-- start Dataset content --

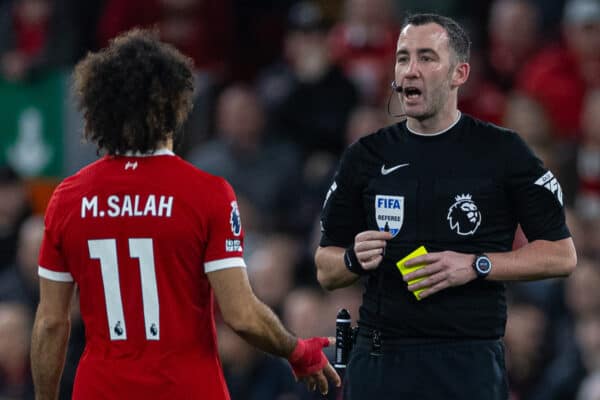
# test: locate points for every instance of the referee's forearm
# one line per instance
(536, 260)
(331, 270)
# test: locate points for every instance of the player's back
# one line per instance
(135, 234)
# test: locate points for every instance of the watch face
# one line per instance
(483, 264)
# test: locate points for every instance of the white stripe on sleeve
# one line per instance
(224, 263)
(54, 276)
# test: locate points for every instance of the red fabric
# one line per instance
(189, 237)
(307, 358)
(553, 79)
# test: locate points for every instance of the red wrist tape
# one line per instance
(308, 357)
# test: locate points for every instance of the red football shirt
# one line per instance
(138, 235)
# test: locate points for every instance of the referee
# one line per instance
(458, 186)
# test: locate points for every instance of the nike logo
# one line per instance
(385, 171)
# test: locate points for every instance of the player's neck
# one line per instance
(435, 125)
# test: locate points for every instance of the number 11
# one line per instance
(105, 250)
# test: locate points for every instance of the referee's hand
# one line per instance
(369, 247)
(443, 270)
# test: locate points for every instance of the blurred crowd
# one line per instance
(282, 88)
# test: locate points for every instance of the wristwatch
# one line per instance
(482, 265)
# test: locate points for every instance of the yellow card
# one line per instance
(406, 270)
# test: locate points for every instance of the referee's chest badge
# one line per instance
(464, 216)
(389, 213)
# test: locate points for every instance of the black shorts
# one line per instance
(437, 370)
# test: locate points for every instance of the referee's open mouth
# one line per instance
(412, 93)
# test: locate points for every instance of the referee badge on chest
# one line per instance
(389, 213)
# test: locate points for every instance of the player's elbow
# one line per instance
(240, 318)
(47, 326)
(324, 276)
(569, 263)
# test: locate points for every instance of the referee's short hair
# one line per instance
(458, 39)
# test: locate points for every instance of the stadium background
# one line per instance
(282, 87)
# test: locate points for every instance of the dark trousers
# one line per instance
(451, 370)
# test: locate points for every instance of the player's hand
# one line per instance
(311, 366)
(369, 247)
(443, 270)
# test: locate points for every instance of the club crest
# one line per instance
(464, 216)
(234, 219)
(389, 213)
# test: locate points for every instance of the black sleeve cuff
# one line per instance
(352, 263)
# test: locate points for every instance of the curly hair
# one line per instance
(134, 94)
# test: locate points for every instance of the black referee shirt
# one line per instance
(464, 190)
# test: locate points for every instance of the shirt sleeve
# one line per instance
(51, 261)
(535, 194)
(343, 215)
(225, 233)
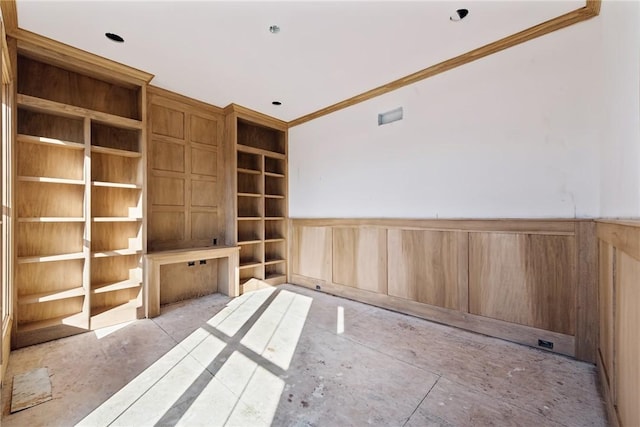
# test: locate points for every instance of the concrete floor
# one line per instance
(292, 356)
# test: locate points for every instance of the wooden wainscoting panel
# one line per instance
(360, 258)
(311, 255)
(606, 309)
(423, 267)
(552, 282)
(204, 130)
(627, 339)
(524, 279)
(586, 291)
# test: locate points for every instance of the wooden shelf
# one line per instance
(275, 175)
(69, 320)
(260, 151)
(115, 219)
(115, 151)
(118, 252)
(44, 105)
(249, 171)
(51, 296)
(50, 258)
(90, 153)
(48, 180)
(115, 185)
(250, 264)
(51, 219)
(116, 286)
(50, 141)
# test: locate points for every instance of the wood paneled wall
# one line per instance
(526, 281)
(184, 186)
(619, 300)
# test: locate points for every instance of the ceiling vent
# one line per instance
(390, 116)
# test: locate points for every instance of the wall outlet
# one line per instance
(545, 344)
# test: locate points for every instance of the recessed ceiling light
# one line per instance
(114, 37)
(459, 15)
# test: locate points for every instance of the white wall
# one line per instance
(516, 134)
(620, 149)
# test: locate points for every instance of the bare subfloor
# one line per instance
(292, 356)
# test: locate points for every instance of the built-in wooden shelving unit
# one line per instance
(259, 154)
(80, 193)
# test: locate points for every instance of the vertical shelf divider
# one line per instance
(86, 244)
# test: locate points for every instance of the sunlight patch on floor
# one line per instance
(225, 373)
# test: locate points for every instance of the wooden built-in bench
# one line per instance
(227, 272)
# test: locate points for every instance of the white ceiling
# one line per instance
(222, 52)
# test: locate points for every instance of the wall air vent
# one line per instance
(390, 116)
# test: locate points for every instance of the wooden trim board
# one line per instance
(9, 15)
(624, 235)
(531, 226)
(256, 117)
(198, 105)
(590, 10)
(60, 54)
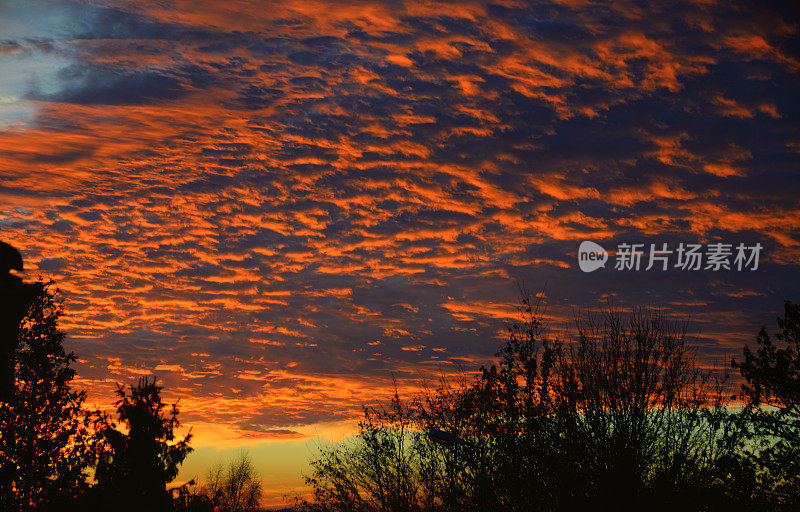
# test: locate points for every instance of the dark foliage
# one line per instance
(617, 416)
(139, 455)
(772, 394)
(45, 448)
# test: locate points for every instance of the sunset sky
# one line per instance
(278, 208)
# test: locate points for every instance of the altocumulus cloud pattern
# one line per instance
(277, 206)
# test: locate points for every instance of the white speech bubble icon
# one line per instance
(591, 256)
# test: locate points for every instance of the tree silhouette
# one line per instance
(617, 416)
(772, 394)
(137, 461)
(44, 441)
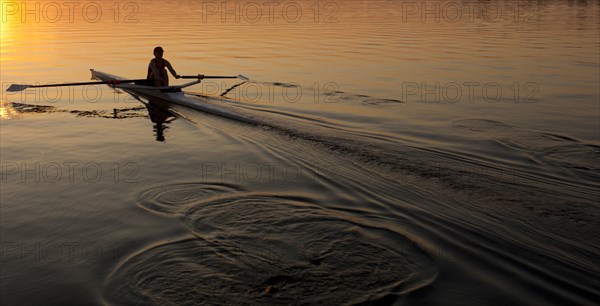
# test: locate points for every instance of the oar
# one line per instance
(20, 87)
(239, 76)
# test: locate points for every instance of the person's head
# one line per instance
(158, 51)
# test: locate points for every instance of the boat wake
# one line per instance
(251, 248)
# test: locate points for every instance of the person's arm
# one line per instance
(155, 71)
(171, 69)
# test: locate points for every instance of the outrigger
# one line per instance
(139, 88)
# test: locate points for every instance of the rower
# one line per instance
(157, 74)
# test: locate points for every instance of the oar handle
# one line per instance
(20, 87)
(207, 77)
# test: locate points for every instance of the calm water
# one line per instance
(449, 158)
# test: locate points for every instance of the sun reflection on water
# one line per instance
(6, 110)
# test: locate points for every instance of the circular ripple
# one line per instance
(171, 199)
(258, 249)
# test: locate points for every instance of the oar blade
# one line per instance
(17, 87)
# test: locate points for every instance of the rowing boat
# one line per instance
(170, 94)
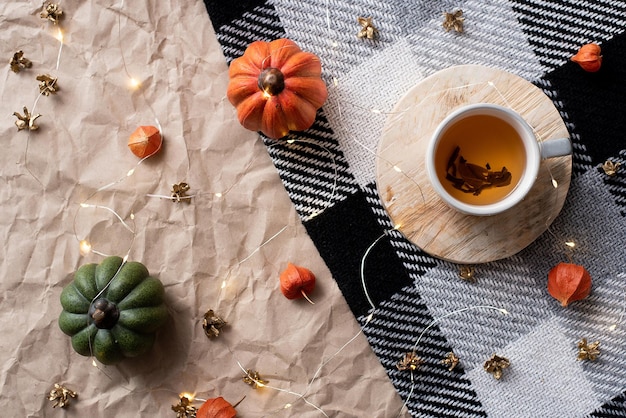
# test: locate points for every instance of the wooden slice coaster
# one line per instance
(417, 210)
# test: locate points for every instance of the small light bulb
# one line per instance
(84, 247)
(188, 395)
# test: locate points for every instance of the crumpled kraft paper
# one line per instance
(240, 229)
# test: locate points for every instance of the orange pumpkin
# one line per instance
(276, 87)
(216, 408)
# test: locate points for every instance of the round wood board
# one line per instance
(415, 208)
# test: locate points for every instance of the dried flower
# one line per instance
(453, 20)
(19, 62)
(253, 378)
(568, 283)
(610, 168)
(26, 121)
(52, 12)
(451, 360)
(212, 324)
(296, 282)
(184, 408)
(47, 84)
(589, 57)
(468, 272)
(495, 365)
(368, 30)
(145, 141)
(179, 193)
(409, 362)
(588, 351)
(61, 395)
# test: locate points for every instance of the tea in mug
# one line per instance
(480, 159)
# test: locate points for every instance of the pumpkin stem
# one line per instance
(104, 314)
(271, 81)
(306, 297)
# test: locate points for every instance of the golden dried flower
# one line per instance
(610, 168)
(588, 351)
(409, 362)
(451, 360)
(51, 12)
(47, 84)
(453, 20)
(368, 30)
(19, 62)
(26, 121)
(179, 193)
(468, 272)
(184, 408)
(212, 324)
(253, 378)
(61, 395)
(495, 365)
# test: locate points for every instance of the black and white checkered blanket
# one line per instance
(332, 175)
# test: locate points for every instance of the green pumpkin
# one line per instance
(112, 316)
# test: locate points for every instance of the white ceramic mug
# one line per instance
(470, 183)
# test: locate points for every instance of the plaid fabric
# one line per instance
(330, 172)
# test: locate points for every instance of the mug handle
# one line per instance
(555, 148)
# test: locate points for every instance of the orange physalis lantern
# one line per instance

-- end Dataset content --
-- start Dataset content --

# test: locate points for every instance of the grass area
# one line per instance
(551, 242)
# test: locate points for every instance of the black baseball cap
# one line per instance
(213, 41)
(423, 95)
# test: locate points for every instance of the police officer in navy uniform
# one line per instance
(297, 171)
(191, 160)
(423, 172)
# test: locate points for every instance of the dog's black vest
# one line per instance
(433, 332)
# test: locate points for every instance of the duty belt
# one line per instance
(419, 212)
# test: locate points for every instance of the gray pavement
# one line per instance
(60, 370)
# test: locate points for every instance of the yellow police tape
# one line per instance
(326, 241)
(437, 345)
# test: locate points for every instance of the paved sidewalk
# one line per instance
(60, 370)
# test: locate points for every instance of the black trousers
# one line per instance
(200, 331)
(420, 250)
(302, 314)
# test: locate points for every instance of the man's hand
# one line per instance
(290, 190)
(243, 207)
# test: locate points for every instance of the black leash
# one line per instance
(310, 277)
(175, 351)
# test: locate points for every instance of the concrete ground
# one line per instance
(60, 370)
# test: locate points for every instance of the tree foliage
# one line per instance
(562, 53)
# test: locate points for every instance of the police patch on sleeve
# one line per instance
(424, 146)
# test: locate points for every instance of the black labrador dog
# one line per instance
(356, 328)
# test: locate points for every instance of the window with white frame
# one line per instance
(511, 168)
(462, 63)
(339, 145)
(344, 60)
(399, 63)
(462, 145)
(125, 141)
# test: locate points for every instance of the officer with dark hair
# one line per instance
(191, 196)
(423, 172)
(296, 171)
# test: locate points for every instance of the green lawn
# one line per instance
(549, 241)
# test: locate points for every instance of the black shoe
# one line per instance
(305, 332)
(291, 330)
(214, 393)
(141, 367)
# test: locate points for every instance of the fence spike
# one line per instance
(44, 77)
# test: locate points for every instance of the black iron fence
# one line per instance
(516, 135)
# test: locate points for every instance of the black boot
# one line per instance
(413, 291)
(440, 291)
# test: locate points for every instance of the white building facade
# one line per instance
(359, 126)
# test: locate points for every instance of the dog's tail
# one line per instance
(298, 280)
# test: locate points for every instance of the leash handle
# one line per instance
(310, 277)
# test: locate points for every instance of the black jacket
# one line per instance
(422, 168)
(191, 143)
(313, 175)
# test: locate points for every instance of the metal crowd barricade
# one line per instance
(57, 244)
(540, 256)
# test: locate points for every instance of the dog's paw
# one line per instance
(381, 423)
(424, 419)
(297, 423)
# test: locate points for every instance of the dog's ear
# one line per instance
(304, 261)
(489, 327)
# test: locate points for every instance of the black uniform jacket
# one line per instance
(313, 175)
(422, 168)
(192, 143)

-- end Dataset content --

= The exercise =
Give the number of lines in the records above that contain the string "shirt", treating case as significant. Reply with the number alone.

= Exercise result =
3